Check each line of the records below for the word "peninsula" and copy those where it appears.

==================================================

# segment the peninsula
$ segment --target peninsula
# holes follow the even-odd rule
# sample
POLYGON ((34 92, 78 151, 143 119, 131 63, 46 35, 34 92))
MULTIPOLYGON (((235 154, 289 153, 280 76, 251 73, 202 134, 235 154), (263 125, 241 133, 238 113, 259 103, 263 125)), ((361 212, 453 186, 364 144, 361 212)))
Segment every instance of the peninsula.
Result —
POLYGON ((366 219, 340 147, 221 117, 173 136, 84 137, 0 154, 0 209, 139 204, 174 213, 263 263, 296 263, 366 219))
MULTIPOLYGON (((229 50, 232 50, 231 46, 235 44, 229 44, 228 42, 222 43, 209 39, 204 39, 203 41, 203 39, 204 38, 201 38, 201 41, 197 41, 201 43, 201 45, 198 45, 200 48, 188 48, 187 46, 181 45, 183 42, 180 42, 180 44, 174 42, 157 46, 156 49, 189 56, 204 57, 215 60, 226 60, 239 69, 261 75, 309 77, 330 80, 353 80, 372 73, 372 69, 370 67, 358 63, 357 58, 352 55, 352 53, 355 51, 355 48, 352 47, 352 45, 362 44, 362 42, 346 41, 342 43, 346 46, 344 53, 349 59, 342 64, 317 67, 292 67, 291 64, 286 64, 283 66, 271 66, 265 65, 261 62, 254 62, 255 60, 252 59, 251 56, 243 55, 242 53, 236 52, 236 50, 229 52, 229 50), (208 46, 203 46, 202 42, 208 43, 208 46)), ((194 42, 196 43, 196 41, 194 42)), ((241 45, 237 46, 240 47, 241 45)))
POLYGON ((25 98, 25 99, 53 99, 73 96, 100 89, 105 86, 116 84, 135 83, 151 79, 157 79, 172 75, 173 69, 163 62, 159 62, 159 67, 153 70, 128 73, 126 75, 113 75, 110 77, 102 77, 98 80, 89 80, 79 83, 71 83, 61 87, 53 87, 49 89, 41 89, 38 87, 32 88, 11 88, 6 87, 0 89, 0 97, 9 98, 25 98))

==================================================

● OUTPUT BELOW
# segment the peninsula
$ segment --target peninsula
Segment every instance of the peninsula.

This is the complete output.